Exercise prompt -> Reproduce each of the following rows verbatim, leaving out the pictures.

The data ->
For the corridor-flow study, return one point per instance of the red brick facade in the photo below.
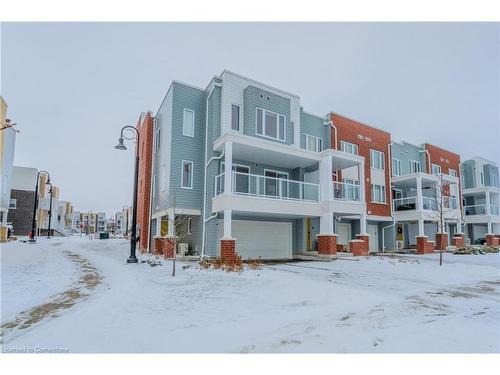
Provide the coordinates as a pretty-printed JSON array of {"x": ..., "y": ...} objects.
[
  {"x": 366, "y": 138},
  {"x": 327, "y": 244},
  {"x": 145, "y": 128},
  {"x": 424, "y": 246}
]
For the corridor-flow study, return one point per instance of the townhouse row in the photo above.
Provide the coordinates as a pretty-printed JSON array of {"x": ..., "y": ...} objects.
[{"x": 248, "y": 171}]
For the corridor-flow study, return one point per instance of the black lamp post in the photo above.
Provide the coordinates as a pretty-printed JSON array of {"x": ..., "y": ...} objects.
[
  {"x": 133, "y": 239},
  {"x": 35, "y": 205},
  {"x": 50, "y": 212}
]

Output of the exercise ->
For the corridor-flow study, return one point per instance of the red brick facade in the photo below.
Provide the coordinates as a pretty-printed JSON array of {"x": ..., "y": ...} objects.
[
  {"x": 366, "y": 138},
  {"x": 327, "y": 244},
  {"x": 145, "y": 128},
  {"x": 424, "y": 246}
]
For the corridor-flow study, return one point per instance of the townhouse row in the photo above.
Provide the coordinates as a pretty-printed JSON array of {"x": ..., "y": ...} objects.
[{"x": 248, "y": 171}]
For the corridor-flow study, return one point per instance of the black lamp post in the photo above.
Provide the coordinates as a pretty-printed JSON array of {"x": ..., "y": ...} objects.
[
  {"x": 133, "y": 239},
  {"x": 35, "y": 205},
  {"x": 50, "y": 212}
]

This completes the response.